- [EXERCISE DIRECTIONS] Report every line from the material that contains the word "leaf".

- [STORED DATA]
______________________________
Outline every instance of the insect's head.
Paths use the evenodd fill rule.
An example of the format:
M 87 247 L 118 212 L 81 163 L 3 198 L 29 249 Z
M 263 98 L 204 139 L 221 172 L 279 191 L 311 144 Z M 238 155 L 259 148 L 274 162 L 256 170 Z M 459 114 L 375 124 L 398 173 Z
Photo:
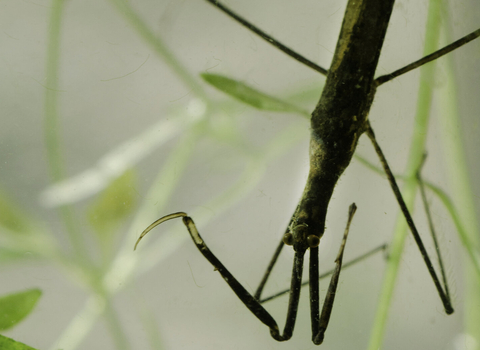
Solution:
M 301 223 L 290 227 L 290 230 L 283 236 L 283 243 L 294 247 L 300 244 L 306 248 L 315 248 L 320 244 L 320 237 L 311 234 L 306 223 Z

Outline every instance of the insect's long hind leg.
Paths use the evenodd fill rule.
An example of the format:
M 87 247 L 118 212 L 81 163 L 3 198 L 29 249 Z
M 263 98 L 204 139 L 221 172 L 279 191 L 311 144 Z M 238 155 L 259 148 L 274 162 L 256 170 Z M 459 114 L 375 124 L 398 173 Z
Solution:
M 375 148 L 375 151 L 377 152 L 377 155 L 380 158 L 380 163 L 382 163 L 382 167 L 385 170 L 385 174 L 387 175 L 388 181 L 390 182 L 390 186 L 392 187 L 393 193 L 395 194 L 395 197 L 396 197 L 397 202 L 400 206 L 400 209 L 402 210 L 402 213 L 405 217 L 405 220 L 407 221 L 408 227 L 410 228 L 410 231 L 413 234 L 413 238 L 415 239 L 415 242 L 417 243 L 418 249 L 420 250 L 420 253 L 422 254 L 423 260 L 425 261 L 425 265 L 427 265 L 427 269 L 430 272 L 430 276 L 432 277 L 433 283 L 435 284 L 435 287 L 437 288 L 438 294 L 440 295 L 440 299 L 442 300 L 443 306 L 445 308 L 445 312 L 448 315 L 450 315 L 454 311 L 453 307 L 452 307 L 452 302 L 450 300 L 450 296 L 448 295 L 448 292 L 444 291 L 444 289 L 443 289 L 443 287 L 440 283 L 440 280 L 437 277 L 437 273 L 435 272 L 435 268 L 433 267 L 432 261 L 430 260 L 430 257 L 428 256 L 427 250 L 425 249 L 425 246 L 422 242 L 422 239 L 420 238 L 418 230 L 415 227 L 412 216 L 410 215 L 410 212 L 408 211 L 407 205 L 405 204 L 405 201 L 403 200 L 402 194 L 401 194 L 400 189 L 397 185 L 395 177 L 393 176 L 393 173 L 390 170 L 390 167 L 387 163 L 387 159 L 385 158 L 385 155 L 383 154 L 382 149 L 380 148 L 379 144 L 377 143 L 377 140 L 375 138 L 375 134 L 374 134 L 373 129 L 370 125 L 370 122 L 367 122 L 366 133 L 367 133 L 370 141 L 372 141 L 373 147 Z

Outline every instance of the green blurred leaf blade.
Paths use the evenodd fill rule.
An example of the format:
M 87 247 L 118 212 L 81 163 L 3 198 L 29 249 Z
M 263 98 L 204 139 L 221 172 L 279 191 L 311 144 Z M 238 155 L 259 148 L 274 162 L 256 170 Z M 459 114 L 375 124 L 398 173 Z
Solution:
M 288 102 L 258 91 L 240 81 L 220 74 L 201 74 L 203 80 L 218 90 L 252 107 L 270 112 L 294 112 L 309 116 L 309 113 Z
M 135 183 L 135 172 L 127 170 L 90 205 L 88 219 L 100 237 L 109 236 L 135 208 Z
M 0 330 L 9 329 L 23 320 L 32 312 L 41 295 L 42 291 L 34 288 L 1 297 Z M 0 349 L 3 347 L 0 346 Z
M 36 350 L 31 346 L 25 345 L 11 338 L 4 337 L 0 334 L 0 349 L 2 350 Z

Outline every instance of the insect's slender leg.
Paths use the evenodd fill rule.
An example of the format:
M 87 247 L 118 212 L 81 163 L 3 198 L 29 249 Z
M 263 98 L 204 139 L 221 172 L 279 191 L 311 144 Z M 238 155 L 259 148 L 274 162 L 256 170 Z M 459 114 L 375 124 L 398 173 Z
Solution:
M 360 256 L 357 256 L 355 259 L 352 259 L 352 260 L 350 260 L 350 261 L 347 261 L 346 263 L 342 264 L 342 270 L 345 270 L 346 268 L 348 268 L 348 267 L 350 267 L 350 266 L 353 266 L 353 265 L 355 265 L 356 263 L 358 263 L 358 262 L 360 262 L 360 261 L 362 261 L 362 260 L 365 260 L 365 259 L 369 258 L 369 257 L 372 256 L 373 254 L 376 254 L 376 253 L 381 252 L 381 251 L 386 252 L 387 247 L 388 247 L 387 244 L 379 245 L 378 247 L 370 250 L 369 252 L 366 252 L 365 254 L 362 254 L 362 255 L 360 255 Z M 311 254 L 311 253 L 310 253 L 310 254 Z M 318 279 L 319 279 L 319 280 L 322 280 L 322 279 L 324 279 L 324 278 L 326 278 L 326 277 L 328 277 L 328 276 L 333 275 L 334 272 L 335 272 L 334 269 L 333 269 L 333 270 L 330 270 L 330 271 L 327 271 L 327 272 L 324 272 L 324 273 L 322 273 L 320 276 L 318 276 Z M 305 286 L 307 286 L 307 285 L 309 285 L 309 284 L 310 284 L 310 280 L 303 282 L 303 283 L 302 283 L 302 288 L 305 287 Z M 280 292 L 278 292 L 278 293 L 275 293 L 275 294 L 273 294 L 273 295 L 270 295 L 270 296 L 268 296 L 268 297 L 266 297 L 266 298 L 262 298 L 262 299 L 260 299 L 260 304 L 263 304 L 263 303 L 266 303 L 267 301 L 276 299 L 276 298 L 278 298 L 278 297 L 280 297 L 280 296 L 282 296 L 282 295 L 287 294 L 288 292 L 290 292 L 290 289 L 284 289 L 284 290 L 282 290 L 282 291 L 280 291 Z
M 315 71 L 323 74 L 323 75 L 327 75 L 328 73 L 328 70 L 325 69 L 325 68 L 322 68 L 320 66 L 318 66 L 317 64 L 313 63 L 312 61 L 308 60 L 307 58 L 303 57 L 302 55 L 300 55 L 299 53 L 293 51 L 292 49 L 290 49 L 289 47 L 285 46 L 284 44 L 282 44 L 281 42 L 279 42 L 277 39 L 273 38 L 272 36 L 268 35 L 267 33 L 265 33 L 264 31 L 262 31 L 260 28 L 256 27 L 255 25 L 253 25 L 252 23 L 248 22 L 246 19 L 242 18 L 241 16 L 239 16 L 238 14 L 236 14 L 235 12 L 233 12 L 232 10 L 230 10 L 228 7 L 226 7 L 225 5 L 223 5 L 222 3 L 218 2 L 217 0 L 207 0 L 209 3 L 215 5 L 218 9 L 220 9 L 221 11 L 223 11 L 225 14 L 227 14 L 228 16 L 230 16 L 231 18 L 233 18 L 234 20 L 236 20 L 237 22 L 239 22 L 240 24 L 242 24 L 244 27 L 248 28 L 249 30 L 251 30 L 252 32 L 254 32 L 255 34 L 259 35 L 262 39 L 266 40 L 267 42 L 269 42 L 270 44 L 272 44 L 273 46 L 275 46 L 276 48 L 278 48 L 279 50 L 283 51 L 284 53 L 286 53 L 287 55 L 289 55 L 290 57 L 292 57 L 293 59 L 299 61 L 300 63 L 303 63 L 304 65 L 314 69 Z M 378 78 L 375 79 L 375 83 L 377 86 L 379 85 L 382 85 L 384 83 L 386 83 L 387 81 L 390 81 L 402 74 L 405 74 L 413 69 L 416 69 L 428 62 L 431 62 L 431 61 L 434 61 L 436 60 L 437 58 L 440 58 L 444 55 L 446 55 L 447 53 L 469 43 L 470 41 L 478 38 L 480 36 L 480 29 L 477 29 L 476 31 L 470 33 L 470 34 L 467 34 L 465 35 L 464 37 L 454 41 L 453 43 L 445 46 L 444 48 L 442 49 L 439 49 L 415 62 L 412 62 L 408 65 L 406 65 L 405 67 L 402 67 L 400 69 L 397 69 L 396 71 L 390 73 L 390 74 L 385 74 L 385 75 L 382 75 Z
M 265 287 L 265 284 L 267 283 L 267 280 L 270 277 L 270 273 L 273 270 L 273 266 L 277 262 L 277 259 L 280 253 L 282 252 L 282 248 L 284 245 L 285 243 L 283 243 L 283 237 L 282 237 L 282 240 L 280 240 L 280 244 L 277 246 L 277 249 L 275 249 L 275 253 L 273 253 L 272 259 L 270 260 L 270 263 L 267 266 L 267 270 L 263 274 L 262 280 L 260 281 L 260 284 L 258 285 L 257 290 L 255 291 L 255 294 L 254 294 L 255 299 L 260 300 L 262 296 L 263 288 Z
M 303 257 L 305 251 L 296 251 L 293 258 L 292 280 L 290 283 L 290 297 L 288 299 L 287 319 L 283 329 L 283 338 L 288 340 L 292 337 L 293 328 L 297 319 L 298 302 L 300 301 L 300 291 L 302 290 Z M 260 304 L 259 304 L 260 305 Z
M 322 307 L 322 314 L 319 316 L 319 283 L 318 283 L 318 247 L 310 248 L 310 316 L 312 319 L 312 341 L 314 344 L 319 345 L 323 342 L 325 331 L 330 321 L 332 314 L 333 303 L 335 301 L 335 294 L 338 286 L 338 279 L 340 277 L 340 271 L 342 269 L 343 252 L 345 251 L 345 244 L 347 243 L 348 232 L 350 230 L 350 224 L 353 219 L 353 215 L 357 210 L 357 206 L 353 203 L 348 210 L 348 221 L 343 234 L 342 243 L 338 251 L 337 258 L 335 259 L 335 269 L 333 271 L 330 285 L 325 296 L 325 301 Z
M 292 218 L 290 219 L 290 222 L 288 223 L 285 232 L 288 232 L 290 230 L 290 226 L 292 225 L 293 220 L 294 220 L 294 216 L 292 216 Z M 284 245 L 285 243 L 283 242 L 283 236 L 282 236 L 280 243 L 278 244 L 277 248 L 275 249 L 275 252 L 273 253 L 272 259 L 270 260 L 270 263 L 267 266 L 267 270 L 263 274 L 262 280 L 260 281 L 260 284 L 258 285 L 257 290 L 255 291 L 254 296 L 257 300 L 260 300 L 262 297 L 263 288 L 265 288 L 265 284 L 267 283 L 267 280 L 270 277 L 270 274 L 272 273 L 273 266 L 276 264 Z M 287 292 L 289 291 L 290 289 L 287 290 Z M 262 302 L 260 301 L 260 303 Z
M 445 308 L 445 312 L 448 315 L 450 315 L 451 313 L 453 313 L 453 307 L 452 307 L 450 297 L 447 293 L 445 293 L 445 291 L 442 288 L 440 280 L 437 277 L 437 273 L 435 272 L 435 268 L 432 265 L 432 262 L 430 260 L 430 257 L 428 256 L 427 250 L 425 249 L 425 246 L 422 242 L 422 239 L 420 238 L 420 235 L 418 233 L 418 230 L 415 227 L 412 216 L 410 215 L 410 212 L 408 211 L 407 205 L 405 204 L 405 201 L 403 200 L 400 189 L 398 188 L 397 182 L 395 181 L 395 177 L 393 176 L 392 171 L 390 170 L 390 167 L 389 167 L 389 165 L 387 163 L 387 160 L 386 160 L 386 158 L 385 158 L 385 156 L 382 152 L 382 149 L 380 148 L 380 146 L 377 143 L 377 140 L 375 139 L 375 134 L 373 132 L 372 127 L 370 126 L 370 122 L 368 122 L 368 121 L 367 121 L 366 133 L 367 133 L 368 137 L 370 138 L 370 141 L 372 141 L 373 147 L 375 148 L 375 151 L 377 152 L 377 155 L 380 158 L 380 162 L 382 163 L 383 169 L 385 170 L 388 181 L 390 182 L 390 186 L 392 187 L 393 193 L 395 194 L 395 197 L 397 198 L 397 202 L 400 206 L 400 209 L 402 210 L 402 213 L 405 216 L 405 220 L 407 221 L 407 224 L 410 228 L 410 231 L 413 234 L 413 238 L 415 239 L 415 242 L 417 243 L 418 249 L 420 250 L 420 253 L 422 254 L 423 260 L 425 261 L 425 264 L 427 265 L 427 269 L 430 272 L 430 276 L 432 276 L 433 283 L 435 284 L 435 287 L 437 288 L 438 294 L 440 295 L 440 299 L 442 299 L 442 303 L 443 303 L 443 306 Z
M 227 270 L 227 268 L 222 264 L 220 260 L 211 252 L 211 250 L 207 247 L 205 241 L 198 233 L 198 230 L 193 222 L 192 218 L 190 218 L 186 213 L 179 212 L 164 216 L 153 224 L 147 227 L 145 231 L 142 232 L 140 237 L 135 244 L 135 248 L 137 247 L 140 240 L 153 228 L 160 225 L 161 223 L 175 219 L 175 218 L 182 218 L 183 223 L 187 227 L 190 236 L 192 237 L 193 242 L 197 246 L 198 250 L 202 255 L 215 267 L 225 280 L 228 283 L 230 288 L 232 288 L 233 292 L 237 295 L 237 297 L 243 302 L 243 304 L 266 326 L 270 328 L 271 336 L 278 341 L 285 341 L 291 338 L 293 333 L 293 328 L 295 326 L 295 321 L 297 317 L 297 310 L 298 310 L 298 302 L 300 300 L 300 290 L 302 285 L 302 273 L 303 273 L 303 257 L 305 255 L 305 250 L 303 251 L 296 251 L 295 257 L 293 261 L 293 271 L 292 271 L 292 280 L 291 280 L 291 287 L 290 287 L 290 299 L 288 303 L 288 310 L 287 310 L 287 320 L 285 322 L 285 327 L 283 329 L 283 334 L 280 334 L 277 322 L 274 318 L 270 315 L 270 313 L 263 308 L 263 306 L 259 303 L 259 301 L 251 295 L 241 284 L 237 281 L 237 279 Z
M 185 214 L 186 215 L 186 214 Z M 283 334 L 280 335 L 277 323 L 267 310 L 258 302 L 258 300 L 252 296 L 235 277 L 227 270 L 227 268 L 217 259 L 215 255 L 208 249 L 207 245 L 200 237 L 195 223 L 193 220 L 184 216 L 182 218 L 183 223 L 188 229 L 190 236 L 192 237 L 195 245 L 203 254 L 203 256 L 210 261 L 215 269 L 222 275 L 225 282 L 232 288 L 238 298 L 245 304 L 245 306 L 265 325 L 270 328 L 270 334 L 278 341 L 285 341 L 292 337 L 293 328 L 298 311 L 298 303 L 300 300 L 300 290 L 302 285 L 302 273 L 303 273 L 303 257 L 305 251 L 296 251 L 293 260 L 292 279 L 290 285 L 290 298 L 288 302 L 287 318 Z
M 266 40 L 267 42 L 269 42 L 270 44 L 275 46 L 277 49 L 286 53 L 288 56 L 290 56 L 293 59 L 295 59 L 295 60 L 303 63 L 304 65 L 312 68 L 313 70 L 316 70 L 320 74 L 327 75 L 328 71 L 325 68 L 320 67 L 319 65 L 313 63 L 312 61 L 308 60 L 307 58 L 303 57 L 302 55 L 296 53 L 292 49 L 283 45 L 280 41 L 278 41 L 277 39 L 274 39 L 272 36 L 268 35 L 267 33 L 265 33 L 260 28 L 254 26 L 252 23 L 248 22 L 243 17 L 237 15 L 235 12 L 230 10 L 228 7 L 226 7 L 225 5 L 220 3 L 219 1 L 217 1 L 217 0 L 207 0 L 207 1 L 209 3 L 211 3 L 212 5 L 214 5 L 215 7 L 217 7 L 219 10 L 226 13 L 228 16 L 230 16 L 231 18 L 233 18 L 237 22 L 239 22 L 244 27 L 248 28 L 249 30 L 251 30 L 252 32 L 257 34 L 258 36 L 260 36 L 262 39 Z
M 430 55 L 427 55 L 427 56 L 425 56 L 425 57 L 423 57 L 423 58 L 421 58 L 421 59 L 419 59 L 415 62 L 412 62 L 412 63 L 406 65 L 405 67 L 397 69 L 396 71 L 394 71 L 390 74 L 386 74 L 386 75 L 382 75 L 382 76 L 378 77 L 377 79 L 375 79 L 375 83 L 376 83 L 377 86 L 382 85 L 383 83 L 386 83 L 387 81 L 390 81 L 390 80 L 392 80 L 392 79 L 394 79 L 394 78 L 396 78 L 396 77 L 398 77 L 402 74 L 410 72 L 411 70 L 413 70 L 415 68 L 418 68 L 418 67 L 424 65 L 425 63 L 434 61 L 437 58 L 442 57 L 442 56 L 446 55 L 447 53 L 452 52 L 455 49 L 458 49 L 460 46 L 463 46 L 463 45 L 469 43 L 470 41 L 478 38 L 479 36 L 480 36 L 480 29 L 477 29 L 476 31 L 474 31 L 470 34 L 465 35 L 463 38 L 460 38 L 457 41 L 454 41 L 450 45 L 447 45 L 444 48 L 439 49 L 439 50 L 435 51 L 434 53 L 431 53 Z
M 320 278 L 318 272 L 318 247 L 310 248 L 310 263 L 308 272 L 308 278 L 310 282 L 310 326 L 312 327 L 312 341 L 315 343 L 315 338 L 320 326 Z M 330 284 L 332 283 L 333 279 L 334 275 L 332 275 L 330 279 Z
M 423 163 L 425 162 L 425 156 L 423 157 Z M 445 294 L 447 295 L 448 299 L 450 299 L 450 291 L 448 290 L 448 282 L 447 276 L 445 273 L 445 267 L 443 265 L 442 254 L 440 253 L 440 245 L 438 244 L 437 234 L 435 232 L 435 227 L 433 226 L 432 214 L 430 213 L 430 208 L 427 202 L 427 196 L 425 194 L 425 185 L 422 180 L 422 176 L 420 174 L 421 167 L 417 171 L 417 181 L 420 187 L 420 195 L 422 197 L 423 207 L 425 209 L 425 213 L 427 214 L 428 226 L 430 227 L 430 233 L 432 234 L 433 244 L 435 245 L 435 251 L 437 252 L 438 264 L 440 266 L 440 272 L 442 274 L 443 286 L 445 287 Z

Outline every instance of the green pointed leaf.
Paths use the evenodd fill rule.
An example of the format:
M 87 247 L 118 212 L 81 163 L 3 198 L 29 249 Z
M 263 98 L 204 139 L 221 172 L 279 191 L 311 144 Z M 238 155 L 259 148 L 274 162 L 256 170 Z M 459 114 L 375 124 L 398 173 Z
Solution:
M 286 94 L 282 95 L 285 96 L 287 101 L 295 105 L 308 105 L 310 106 L 309 108 L 312 108 L 320 99 L 324 86 L 325 81 L 316 81 L 315 83 L 295 88 L 295 90 L 293 90 L 294 92 L 288 88 Z
M 127 170 L 100 194 L 88 209 L 95 231 L 105 237 L 113 232 L 135 206 L 135 173 Z
M 28 216 L 0 190 L 0 226 L 16 233 L 27 233 L 31 230 Z
M 31 346 L 25 345 L 11 338 L 4 337 L 0 334 L 0 349 L 2 350 L 36 350 Z
M 252 107 L 265 111 L 294 112 L 310 116 L 308 112 L 300 107 L 267 95 L 237 80 L 227 78 L 223 75 L 209 73 L 203 73 L 201 77 L 220 91 Z
M 40 289 L 29 289 L 0 298 L 0 330 L 15 326 L 35 307 L 42 295 Z M 0 346 L 0 349 L 3 347 Z

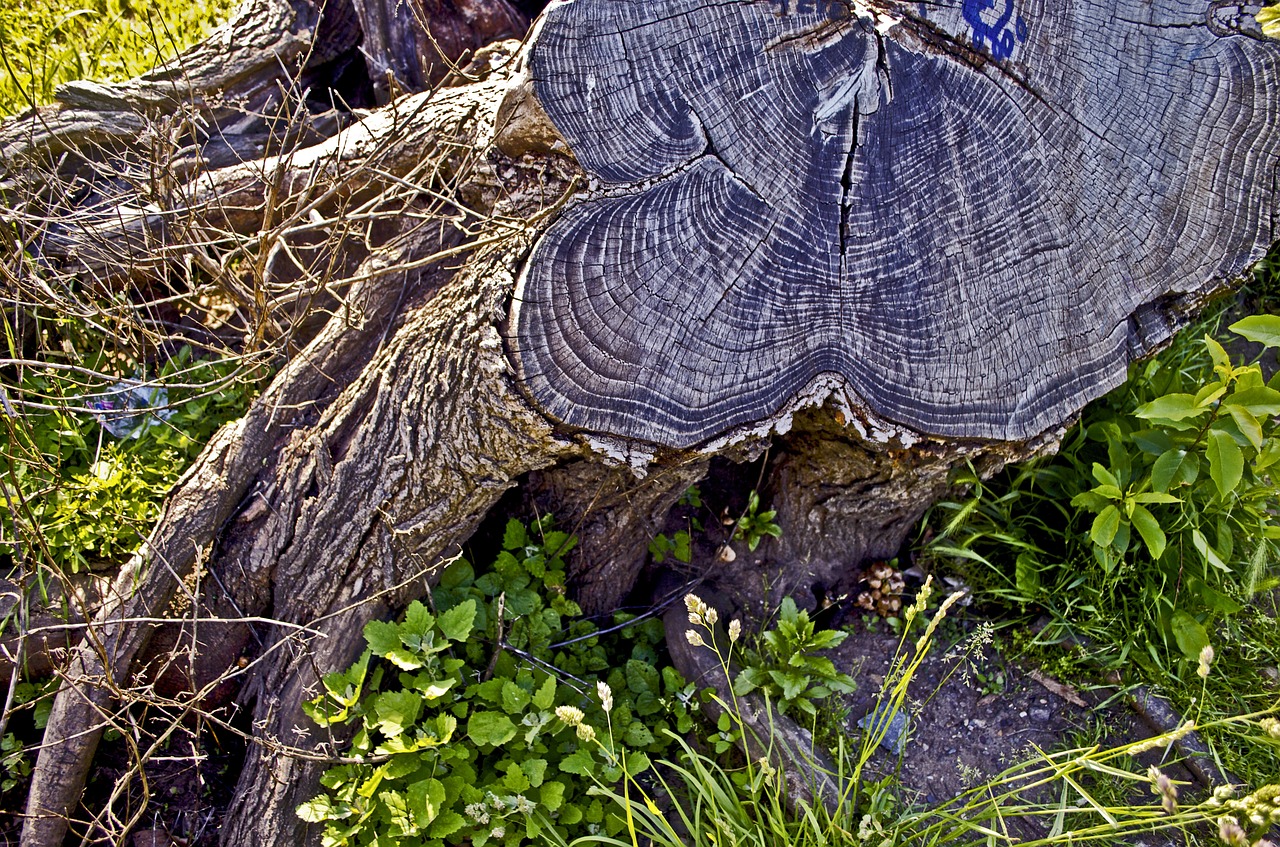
______________________________
- [EXPECTED ANSWER]
Outline every instance of the green blurred leaf blade.
Outline every instance of the green pointed leaf.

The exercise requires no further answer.